■ **Job 1**:
Pull out every line of the records that contains the word "wall".

■ **Page excerpt**:

================

Jeremy Kendall wrote:-

On 30th November 2005, the Centre for Civil Society at the London School of Economics was delighted to host the latest VSSN Day Conference. Attendees were welcomed by Professor Jude Howell, who also spoke about progress with the ESRC's major research programme, Nongovernmental Public Action.  The meeting was hosted by Dr Jeremy Kendall (Senior Research Fellow, LSE Centre for Civil Society and PSSRU) and Dr Alison Penn (Independent Research Consultant/Research, University of Brighton).

As usual, the meeting's primary focus was the presentation and discussion of research in progress, or recently completed. Mariana Bogdanova considered NGO mentoring in relation to wildlife in Bulgaria; Nick Fyfe examined the geography of voluntary sector support for migrants in the UK; Philip Holden explored how leading French social theorist Pierre Bordieu might approach the field of voluntary sector studies; and Julia Burdett looked at accountability and control issues in relation to legal services in England. There was thus a good range of material combining theoretical and empirical emphasises, different sub-fields of interest, and comparative angles. As ever, each paper was followed by an engaged debate.

The following papers were presented:-

The Annual General meeting of VSSN also took place, at which chair Professor Peter Halfpenny was able to report on the successes of the year - including encouraging membership and listserve subscriber trends - and point to plans for the future. Minutes of the previous meeting were reviewed; the Annual Report and Accounts presented;  and Treasurer Gareth Morgan commented on the network's financial situation and charitable status. The process of electing volunteers to the steering group was also conducted as part of the meeting. Details available here


Abstracts and biographies

Mariana Bogdanova is a research assistant at the Centre for Charity Effectiveness in CASS Business School working with Professors Jenny Harrow and Paul Palmer on voluntary sector issues such as governance and management learning. Mariana has completed her MA on Organization Studies in the University of Warwick in 2004. Her first degree is a BSc in Business Administration in the American College of Thessaloniki ACT, Greece completed in 2003. Her interest is transformational environments (transitional countries and societies, developing organizational cultures) observing the dynamics of social understanding, interaction, and self-reinvention through a lens of organizational activity. Academic experience is complemented by working experience in the business sector mostly in her native country Bulgaria.

NGO mentoring and development in a transition economy: A fledging organisation in Bulgaria?

NGOs in societies undergoing socio-economic transition are widely regarded as central to civil society building. Where national or local organisations mirror or have access to well-established NGOs in other countries, and are thus facilitated in their membership of relevant international networks, it may be expected that such civil society building becomes the more secure. Where these ‘other country’ NGOs offer tangible, intellectual and moral support, implicit and explicit mentoring among NGOs may be said to occur. Inter NGO dependency may also arise (Edwards and Fowler 2003; Mercer 2002). The nature and outcomes of these relationships however are not widely researched. How are new NGOs’ goals and values affected by relations with their NGO mentor? What kinds of support are on offer, and what kinds of dependency relations, if any occur? To what extent do new NGOs model their external relations as well as their internal management and practice on their NGO mentor and with what results?

================

■ **Job 2**:
Transcribe the part of the conference report that opens with the words "As usual, the" and closes with "an engaged debate.".

================

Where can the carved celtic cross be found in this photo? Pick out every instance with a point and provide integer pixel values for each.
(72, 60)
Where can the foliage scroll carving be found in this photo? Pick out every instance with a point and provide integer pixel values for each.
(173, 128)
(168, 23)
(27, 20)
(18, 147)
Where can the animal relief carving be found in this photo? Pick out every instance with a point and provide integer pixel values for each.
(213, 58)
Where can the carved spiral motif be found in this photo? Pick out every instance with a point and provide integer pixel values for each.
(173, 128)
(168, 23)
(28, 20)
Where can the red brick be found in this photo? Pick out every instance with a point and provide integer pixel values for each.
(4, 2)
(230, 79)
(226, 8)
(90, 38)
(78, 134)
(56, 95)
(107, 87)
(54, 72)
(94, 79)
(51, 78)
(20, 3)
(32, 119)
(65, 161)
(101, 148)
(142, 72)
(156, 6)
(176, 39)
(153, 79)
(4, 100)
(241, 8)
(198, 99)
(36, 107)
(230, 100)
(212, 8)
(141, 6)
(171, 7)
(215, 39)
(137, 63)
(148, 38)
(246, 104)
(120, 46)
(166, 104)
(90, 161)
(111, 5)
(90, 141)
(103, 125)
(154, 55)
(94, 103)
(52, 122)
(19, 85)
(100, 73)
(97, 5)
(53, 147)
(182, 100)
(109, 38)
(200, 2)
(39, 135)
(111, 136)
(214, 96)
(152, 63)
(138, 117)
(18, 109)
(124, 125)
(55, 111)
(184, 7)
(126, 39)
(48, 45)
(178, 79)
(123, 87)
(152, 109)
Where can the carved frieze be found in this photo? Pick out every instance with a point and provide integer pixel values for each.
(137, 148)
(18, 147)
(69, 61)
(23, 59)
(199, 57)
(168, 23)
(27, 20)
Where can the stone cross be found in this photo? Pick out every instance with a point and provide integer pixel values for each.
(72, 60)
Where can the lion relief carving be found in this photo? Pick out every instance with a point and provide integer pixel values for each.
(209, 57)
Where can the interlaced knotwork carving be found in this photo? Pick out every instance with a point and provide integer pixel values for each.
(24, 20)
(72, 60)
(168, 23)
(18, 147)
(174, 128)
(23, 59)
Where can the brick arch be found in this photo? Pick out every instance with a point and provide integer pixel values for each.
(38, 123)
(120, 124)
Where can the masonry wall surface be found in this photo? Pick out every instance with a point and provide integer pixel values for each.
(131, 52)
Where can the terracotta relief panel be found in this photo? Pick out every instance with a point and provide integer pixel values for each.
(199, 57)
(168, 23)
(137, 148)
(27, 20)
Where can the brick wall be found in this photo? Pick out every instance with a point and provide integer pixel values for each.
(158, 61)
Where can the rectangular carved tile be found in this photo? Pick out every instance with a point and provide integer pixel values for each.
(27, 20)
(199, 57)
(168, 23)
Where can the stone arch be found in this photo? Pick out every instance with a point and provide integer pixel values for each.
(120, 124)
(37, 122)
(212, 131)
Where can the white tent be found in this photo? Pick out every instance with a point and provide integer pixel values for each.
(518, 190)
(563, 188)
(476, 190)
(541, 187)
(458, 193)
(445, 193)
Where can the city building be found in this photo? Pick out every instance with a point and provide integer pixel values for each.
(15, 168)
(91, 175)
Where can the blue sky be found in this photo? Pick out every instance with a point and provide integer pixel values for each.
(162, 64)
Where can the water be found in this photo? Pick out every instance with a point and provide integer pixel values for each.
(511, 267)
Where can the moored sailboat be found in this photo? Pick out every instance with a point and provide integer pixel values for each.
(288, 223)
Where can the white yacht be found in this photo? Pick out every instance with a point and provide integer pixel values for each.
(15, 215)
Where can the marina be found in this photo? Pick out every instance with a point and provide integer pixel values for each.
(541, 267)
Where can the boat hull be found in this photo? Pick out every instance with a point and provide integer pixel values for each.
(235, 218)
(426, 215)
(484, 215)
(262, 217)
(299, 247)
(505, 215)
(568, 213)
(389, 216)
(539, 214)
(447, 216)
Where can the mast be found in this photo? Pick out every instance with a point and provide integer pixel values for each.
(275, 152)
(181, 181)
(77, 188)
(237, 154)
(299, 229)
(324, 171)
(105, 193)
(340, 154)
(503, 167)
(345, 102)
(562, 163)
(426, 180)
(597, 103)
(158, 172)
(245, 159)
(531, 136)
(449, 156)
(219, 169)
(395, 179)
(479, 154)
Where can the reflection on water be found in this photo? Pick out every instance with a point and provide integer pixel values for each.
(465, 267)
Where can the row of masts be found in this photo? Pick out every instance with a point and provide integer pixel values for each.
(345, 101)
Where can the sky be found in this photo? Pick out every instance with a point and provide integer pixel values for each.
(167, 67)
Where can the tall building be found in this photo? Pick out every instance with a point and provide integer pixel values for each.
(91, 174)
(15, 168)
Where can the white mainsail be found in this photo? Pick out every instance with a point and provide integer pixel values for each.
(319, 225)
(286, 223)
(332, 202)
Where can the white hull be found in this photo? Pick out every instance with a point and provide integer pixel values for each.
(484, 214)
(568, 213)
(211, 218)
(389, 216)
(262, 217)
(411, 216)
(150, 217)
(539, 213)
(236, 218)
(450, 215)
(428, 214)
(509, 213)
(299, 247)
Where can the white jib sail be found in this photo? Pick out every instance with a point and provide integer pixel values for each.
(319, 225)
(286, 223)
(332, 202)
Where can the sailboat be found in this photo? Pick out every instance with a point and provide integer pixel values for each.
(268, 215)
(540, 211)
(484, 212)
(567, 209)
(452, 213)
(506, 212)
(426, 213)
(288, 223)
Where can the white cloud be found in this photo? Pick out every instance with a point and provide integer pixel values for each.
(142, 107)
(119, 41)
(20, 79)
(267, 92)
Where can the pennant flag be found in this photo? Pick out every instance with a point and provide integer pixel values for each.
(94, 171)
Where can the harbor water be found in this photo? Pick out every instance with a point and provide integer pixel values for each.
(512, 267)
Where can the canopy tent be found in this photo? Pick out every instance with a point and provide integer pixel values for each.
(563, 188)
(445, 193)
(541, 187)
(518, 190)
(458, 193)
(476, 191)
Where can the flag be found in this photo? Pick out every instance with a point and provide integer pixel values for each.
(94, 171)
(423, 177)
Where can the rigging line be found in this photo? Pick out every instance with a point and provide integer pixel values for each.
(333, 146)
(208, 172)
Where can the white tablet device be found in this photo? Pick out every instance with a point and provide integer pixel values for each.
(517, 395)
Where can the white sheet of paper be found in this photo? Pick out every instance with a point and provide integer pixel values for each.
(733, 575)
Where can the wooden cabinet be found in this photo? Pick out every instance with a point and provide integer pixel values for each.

================

■ **Solution 1**:
Where can the masonry wall surface be found in this photo? Pick out every instance with a point and provide integer pixel values for each.
Where can the brick wall be found in this photo? Pick out every instance with a point and provide integer pixel values for each.

■ **Solution 2**:
As usual, the meeting's primary focus was the presentation and discussion of research in progress, or recently completed. Mariana Bogdanova considered NGO mentoring in relation to wildlife in Bulgaria; Nick Fyfe examined the geography of voluntary sector support for migrants in the UK; Philip Holden explored how leading French social theorist Pierre Bordieu might approach the field of voluntary sector studies; and Julia Burdett looked at accountability and control issues in relation to legal services in England. There was thus a good range of material combining theoretical and empirical emphasises, different sub-fields of interest, and comparative angles. As ever, each paper was followed by an engaged debate.